◆ **Short task**: Gather every line below that contains the string "wooden", and copy each one in full. Case counts.

** Begin Data provided **

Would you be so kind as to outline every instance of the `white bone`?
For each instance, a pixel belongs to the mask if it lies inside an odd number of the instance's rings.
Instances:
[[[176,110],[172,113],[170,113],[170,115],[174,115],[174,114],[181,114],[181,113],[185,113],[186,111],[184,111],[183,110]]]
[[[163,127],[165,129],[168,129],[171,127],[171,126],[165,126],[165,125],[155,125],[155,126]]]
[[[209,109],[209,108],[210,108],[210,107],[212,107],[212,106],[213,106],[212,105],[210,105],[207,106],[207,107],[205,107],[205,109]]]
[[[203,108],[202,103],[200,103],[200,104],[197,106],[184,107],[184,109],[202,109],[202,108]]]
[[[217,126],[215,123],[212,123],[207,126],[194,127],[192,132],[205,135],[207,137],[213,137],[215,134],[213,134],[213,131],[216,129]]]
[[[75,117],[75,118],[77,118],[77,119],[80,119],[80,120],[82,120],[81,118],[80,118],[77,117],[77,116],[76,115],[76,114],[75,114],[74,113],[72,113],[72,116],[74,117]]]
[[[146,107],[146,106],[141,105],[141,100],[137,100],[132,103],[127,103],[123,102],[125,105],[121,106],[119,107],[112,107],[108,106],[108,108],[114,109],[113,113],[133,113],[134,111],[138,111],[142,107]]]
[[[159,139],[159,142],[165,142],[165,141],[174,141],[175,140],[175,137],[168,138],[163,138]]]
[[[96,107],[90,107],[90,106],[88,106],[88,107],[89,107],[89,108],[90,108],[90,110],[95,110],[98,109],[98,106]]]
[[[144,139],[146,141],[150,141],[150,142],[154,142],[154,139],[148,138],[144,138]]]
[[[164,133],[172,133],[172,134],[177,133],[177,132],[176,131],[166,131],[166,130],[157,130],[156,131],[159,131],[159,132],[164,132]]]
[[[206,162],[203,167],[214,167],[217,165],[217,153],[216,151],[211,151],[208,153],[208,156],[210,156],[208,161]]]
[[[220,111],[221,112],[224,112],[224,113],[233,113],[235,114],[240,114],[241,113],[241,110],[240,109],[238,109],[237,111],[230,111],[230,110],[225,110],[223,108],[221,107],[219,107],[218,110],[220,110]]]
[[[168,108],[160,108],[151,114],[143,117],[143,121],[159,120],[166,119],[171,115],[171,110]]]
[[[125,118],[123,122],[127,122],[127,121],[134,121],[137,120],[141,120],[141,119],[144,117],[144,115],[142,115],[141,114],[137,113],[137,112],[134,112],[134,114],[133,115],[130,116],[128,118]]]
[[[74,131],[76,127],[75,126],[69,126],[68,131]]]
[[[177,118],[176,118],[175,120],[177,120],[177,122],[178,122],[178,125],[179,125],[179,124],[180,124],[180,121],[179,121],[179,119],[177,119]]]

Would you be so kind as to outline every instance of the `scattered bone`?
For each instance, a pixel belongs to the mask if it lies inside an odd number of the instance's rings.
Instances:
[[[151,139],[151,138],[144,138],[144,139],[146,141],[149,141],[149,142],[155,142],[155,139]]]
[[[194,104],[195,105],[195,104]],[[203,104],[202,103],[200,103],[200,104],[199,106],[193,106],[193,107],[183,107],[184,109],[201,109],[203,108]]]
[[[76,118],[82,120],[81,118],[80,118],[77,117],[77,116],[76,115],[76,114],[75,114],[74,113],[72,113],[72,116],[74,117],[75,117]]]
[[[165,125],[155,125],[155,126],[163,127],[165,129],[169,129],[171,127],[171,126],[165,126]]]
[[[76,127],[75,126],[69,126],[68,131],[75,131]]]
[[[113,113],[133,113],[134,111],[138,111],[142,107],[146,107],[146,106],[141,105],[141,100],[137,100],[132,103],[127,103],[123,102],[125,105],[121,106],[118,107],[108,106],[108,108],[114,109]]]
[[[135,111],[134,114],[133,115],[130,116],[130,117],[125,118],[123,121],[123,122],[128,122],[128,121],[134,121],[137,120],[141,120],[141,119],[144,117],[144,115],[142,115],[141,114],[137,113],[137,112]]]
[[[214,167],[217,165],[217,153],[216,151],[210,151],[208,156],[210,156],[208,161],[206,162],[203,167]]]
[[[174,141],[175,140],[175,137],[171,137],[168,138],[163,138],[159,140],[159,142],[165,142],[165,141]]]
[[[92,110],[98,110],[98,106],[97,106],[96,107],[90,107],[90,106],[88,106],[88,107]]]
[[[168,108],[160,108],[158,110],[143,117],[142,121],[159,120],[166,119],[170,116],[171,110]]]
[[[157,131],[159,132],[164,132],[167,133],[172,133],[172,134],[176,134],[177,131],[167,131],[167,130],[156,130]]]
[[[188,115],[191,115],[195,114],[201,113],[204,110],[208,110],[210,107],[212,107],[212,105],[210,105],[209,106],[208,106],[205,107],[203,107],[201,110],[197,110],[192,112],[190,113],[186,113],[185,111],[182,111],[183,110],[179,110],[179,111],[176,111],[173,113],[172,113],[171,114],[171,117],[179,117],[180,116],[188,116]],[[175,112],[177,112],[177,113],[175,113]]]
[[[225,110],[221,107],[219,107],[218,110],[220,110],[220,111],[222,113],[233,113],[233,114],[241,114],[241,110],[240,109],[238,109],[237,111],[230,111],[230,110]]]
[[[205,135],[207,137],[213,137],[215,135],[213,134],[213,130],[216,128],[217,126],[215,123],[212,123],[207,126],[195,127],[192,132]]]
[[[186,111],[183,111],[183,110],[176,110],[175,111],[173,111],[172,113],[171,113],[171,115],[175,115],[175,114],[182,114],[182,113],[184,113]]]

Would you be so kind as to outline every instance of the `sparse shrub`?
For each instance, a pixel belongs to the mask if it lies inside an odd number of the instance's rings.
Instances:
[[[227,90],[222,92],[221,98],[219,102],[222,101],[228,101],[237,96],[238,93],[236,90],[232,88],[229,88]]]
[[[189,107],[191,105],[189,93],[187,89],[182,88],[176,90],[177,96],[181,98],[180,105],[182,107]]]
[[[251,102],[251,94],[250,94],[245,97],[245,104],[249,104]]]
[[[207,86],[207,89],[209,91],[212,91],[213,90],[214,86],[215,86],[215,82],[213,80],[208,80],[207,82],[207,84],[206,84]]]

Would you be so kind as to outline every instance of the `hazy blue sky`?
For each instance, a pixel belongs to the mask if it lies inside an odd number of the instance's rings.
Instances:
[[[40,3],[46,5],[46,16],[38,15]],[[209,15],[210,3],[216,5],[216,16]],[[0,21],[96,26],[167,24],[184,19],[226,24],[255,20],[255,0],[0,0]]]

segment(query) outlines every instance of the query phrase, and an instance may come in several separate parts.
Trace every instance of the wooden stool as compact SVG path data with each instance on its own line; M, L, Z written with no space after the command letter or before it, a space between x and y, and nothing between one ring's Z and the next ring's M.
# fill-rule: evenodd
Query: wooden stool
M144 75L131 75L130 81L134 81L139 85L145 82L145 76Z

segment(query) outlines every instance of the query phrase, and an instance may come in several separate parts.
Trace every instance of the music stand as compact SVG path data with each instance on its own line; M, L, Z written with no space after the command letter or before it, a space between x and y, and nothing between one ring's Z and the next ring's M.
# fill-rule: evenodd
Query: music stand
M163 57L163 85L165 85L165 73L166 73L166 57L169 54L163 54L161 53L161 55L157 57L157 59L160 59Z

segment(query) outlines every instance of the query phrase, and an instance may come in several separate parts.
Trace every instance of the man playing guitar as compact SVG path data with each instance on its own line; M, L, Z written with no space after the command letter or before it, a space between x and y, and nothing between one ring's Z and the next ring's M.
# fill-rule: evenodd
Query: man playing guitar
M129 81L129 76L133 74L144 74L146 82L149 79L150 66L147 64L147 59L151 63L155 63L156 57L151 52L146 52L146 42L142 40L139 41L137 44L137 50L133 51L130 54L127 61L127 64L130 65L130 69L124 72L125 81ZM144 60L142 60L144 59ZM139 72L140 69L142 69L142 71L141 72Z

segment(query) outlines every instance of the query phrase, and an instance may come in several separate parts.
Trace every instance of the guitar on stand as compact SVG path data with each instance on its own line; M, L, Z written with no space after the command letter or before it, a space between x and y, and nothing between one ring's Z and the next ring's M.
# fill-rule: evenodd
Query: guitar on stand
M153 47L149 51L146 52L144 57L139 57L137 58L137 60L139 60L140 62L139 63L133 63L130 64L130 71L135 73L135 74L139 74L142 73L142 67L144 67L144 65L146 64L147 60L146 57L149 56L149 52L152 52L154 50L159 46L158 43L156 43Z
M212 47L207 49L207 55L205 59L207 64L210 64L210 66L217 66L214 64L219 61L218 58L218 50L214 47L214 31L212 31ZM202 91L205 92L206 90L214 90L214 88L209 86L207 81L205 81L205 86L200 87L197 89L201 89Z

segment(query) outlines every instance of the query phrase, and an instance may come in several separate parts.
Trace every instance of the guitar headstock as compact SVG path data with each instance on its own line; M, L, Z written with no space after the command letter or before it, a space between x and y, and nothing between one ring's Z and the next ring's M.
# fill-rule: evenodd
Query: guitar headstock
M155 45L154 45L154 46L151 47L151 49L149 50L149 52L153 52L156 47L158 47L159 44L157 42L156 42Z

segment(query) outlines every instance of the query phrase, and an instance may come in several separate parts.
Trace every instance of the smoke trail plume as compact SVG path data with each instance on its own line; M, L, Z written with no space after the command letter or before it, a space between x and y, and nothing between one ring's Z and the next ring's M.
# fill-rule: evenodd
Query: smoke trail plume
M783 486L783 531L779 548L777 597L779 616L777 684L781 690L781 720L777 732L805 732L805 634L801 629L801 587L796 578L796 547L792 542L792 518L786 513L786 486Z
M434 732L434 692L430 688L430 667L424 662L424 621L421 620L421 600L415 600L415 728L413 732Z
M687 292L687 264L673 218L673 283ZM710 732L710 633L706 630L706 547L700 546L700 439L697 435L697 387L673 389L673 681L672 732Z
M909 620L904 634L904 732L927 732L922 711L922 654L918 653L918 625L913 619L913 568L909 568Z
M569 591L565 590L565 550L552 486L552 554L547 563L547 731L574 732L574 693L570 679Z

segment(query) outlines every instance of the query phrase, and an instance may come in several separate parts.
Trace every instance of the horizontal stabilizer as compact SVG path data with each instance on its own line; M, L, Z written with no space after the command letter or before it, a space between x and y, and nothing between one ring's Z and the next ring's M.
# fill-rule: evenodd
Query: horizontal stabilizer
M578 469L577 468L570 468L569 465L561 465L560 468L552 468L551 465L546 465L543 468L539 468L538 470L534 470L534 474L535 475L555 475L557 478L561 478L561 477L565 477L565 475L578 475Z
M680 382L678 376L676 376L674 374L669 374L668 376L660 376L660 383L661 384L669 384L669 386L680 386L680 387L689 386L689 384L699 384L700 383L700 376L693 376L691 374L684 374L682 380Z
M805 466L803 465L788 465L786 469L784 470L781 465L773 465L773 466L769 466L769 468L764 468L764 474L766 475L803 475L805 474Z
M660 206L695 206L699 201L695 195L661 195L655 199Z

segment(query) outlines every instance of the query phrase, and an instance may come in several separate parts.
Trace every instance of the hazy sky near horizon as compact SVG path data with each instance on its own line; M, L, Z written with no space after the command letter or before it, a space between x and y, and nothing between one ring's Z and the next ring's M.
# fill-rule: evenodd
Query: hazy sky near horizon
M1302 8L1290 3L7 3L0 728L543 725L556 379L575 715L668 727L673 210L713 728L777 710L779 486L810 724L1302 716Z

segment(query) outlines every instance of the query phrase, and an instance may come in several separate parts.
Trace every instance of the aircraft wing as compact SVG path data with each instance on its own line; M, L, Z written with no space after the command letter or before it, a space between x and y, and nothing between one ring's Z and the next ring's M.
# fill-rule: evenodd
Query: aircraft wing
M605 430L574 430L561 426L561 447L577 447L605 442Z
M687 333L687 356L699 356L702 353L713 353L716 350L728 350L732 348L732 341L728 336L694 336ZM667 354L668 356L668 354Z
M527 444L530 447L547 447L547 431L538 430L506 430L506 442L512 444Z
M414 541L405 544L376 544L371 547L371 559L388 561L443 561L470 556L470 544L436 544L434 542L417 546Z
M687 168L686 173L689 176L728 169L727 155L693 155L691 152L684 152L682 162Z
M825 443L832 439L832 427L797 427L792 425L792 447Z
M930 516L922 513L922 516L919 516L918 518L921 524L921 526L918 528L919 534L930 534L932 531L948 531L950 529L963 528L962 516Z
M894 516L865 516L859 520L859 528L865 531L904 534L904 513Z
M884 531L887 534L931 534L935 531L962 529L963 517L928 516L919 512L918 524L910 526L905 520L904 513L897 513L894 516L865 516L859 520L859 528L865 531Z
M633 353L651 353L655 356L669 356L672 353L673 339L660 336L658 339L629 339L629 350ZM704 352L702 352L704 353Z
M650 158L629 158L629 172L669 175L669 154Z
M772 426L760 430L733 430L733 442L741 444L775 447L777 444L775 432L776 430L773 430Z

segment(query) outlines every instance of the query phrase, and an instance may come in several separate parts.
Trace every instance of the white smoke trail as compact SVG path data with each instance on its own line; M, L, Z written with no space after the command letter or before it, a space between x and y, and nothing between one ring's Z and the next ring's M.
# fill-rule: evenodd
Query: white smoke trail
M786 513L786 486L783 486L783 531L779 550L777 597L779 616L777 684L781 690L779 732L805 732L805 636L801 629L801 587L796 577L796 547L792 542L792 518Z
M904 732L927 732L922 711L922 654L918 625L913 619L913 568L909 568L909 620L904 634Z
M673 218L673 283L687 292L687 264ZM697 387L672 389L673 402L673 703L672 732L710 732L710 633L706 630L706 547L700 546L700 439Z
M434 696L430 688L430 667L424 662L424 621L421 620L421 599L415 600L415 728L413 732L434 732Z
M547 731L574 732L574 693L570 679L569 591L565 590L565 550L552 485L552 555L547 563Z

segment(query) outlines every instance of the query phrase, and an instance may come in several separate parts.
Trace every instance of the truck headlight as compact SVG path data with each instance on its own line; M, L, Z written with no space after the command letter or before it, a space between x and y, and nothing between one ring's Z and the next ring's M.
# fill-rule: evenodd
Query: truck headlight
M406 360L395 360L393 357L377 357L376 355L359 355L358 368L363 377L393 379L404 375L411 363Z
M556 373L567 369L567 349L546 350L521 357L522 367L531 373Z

** End Data provided **

◆ **Answer to this problem**:
Trace every instance of the wooden stool as compact SVG path data with each instance on its own line; M, L, Z written with no space after the command letter or before it, a space between x and y, and nothing between one ring's Z and the next ring's M.
Query: wooden stool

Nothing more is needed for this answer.